Author Tom Horton to Address Lessons Learned from Chesapeake Bay Restoration at April 26th Lecture
April 13, 2007
CONTACT:
John Vasconcellos
The Coalition for Buzzards Bay
(508) 999-6363, ext. 202
NEW BEDFORD, MA—Why after spending $3.7 Billion over the past decade does the Chesapeake Bay remain severely degraded, meriting only a score of 29 out of 100 from the Chesapeake Bay Foundation? Tom Horton, award-winning author and former environmental columnist for the Baltimore Sun will speak about the lessons learned from a quarter century of restoring the Chesapeake Bay on Thursday, April 26 at 7:00 pm at the Marion Music Hall, 164 Front Street, Marion.
Horton's presentation is part of The Coalition for Buzzards Bay’s Global Nitrogen Pollution Crisis lecture series, which explores the histories, commonalities, and lessons-to-be-learned from other bays around the world. Admission is free tomembers of The Coalition for Buzzards Bay. Charge per lecture for non-members is $5. Senior or student non-member charge per lecture is $3.
Horton has a long and distinguished career writing about Chesapeake Bay issues. A native of Maryland’s Eastern Shore and a graduate of Johns Hopkins University, he has worked as a chicken farmer, an Arabic translator, a newspaper reporter, and a writer. He covered the environment for the Baltimore Sun for 30 years and received numerous regional and national awards for environmental coverage of the Chesapeake Bay. These awards included the Scripps HowardNewspapers Meeman Award, the National Wildlife Federations Communication of the Year Award, the Chesapeake Bay Foundation Conservationist of the Year Award, and the Sierra Club David Brower Award.

→ **Given task 1**
Please pull out every line of the records that contains the word "like".
→ **Given task 2**
Take the Tom Horton lecture announcement further, picking up after its last sentence.
The lecture announcement and the records are separate material.

→ **Listing**
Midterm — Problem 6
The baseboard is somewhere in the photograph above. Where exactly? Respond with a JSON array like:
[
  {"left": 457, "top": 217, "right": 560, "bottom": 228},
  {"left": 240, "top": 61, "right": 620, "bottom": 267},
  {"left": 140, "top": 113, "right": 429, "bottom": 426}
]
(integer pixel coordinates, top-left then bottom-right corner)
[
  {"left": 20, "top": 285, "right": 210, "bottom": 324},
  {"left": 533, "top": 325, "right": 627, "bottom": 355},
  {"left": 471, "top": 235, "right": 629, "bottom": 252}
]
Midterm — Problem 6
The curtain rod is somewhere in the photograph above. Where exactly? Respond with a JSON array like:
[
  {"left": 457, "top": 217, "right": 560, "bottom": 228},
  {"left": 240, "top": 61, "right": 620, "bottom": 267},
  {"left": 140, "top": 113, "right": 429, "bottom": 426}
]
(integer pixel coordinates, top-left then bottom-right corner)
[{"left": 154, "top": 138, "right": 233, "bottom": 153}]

--

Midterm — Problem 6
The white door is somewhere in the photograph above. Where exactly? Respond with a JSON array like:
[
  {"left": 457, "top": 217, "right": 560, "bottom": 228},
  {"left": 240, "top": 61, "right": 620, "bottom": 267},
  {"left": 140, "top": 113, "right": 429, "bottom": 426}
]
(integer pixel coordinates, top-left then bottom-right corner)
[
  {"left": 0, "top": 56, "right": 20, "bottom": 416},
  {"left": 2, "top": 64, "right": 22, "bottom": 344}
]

→ **Reply 1**
The baseboard is somewhere in the photograph above. Where exactly? Respond with a JSON array like:
The curtain rod is somewhere in the photograph above. Where exactly? Respond with a JSON array like:
The white door is somewhere in the photograph above. Where exactly? Respond with a JSON array like:

→ **Reply 2**
Horton is the author of six books about the Chesapeake. His book, Bay Country, won the John Burroughs Medal for natural history writing. Another, Turning the Tide: Saving the Chesapeake Bay, was the first comprehensive assessment of the state of the Chesapeake Bay environment and is widely used as curriculum in the Maryland and Virginia public schools and colleges. Now working as a freelance writer, Horton lives on the Nanticoke River, one of the Chesapeake's less developed tributaries.
The final presentation in The Global Nitrogen Pollution Crisis lecture series will be held on May 10 at Falmouth Academy, 7 Highfield Drive, Falmouth. Dr. Brian Howes, Professor at the School for Marine Science and Technology, University of Massachusetts, Dartmouth and Mark Rasmussen, Buzzards Baykeeper and the Coalition’s Executive Director, will share stories behind their work on nitrogen management efforts from the Caribbean to Eastern Europe to Antarctica in a lecture titled The Black Sea, Montego Bay, and Lake Fryxell.
For more information, click :: here :: or contact The Coalition for Buzzards Bay at 508-999-6363.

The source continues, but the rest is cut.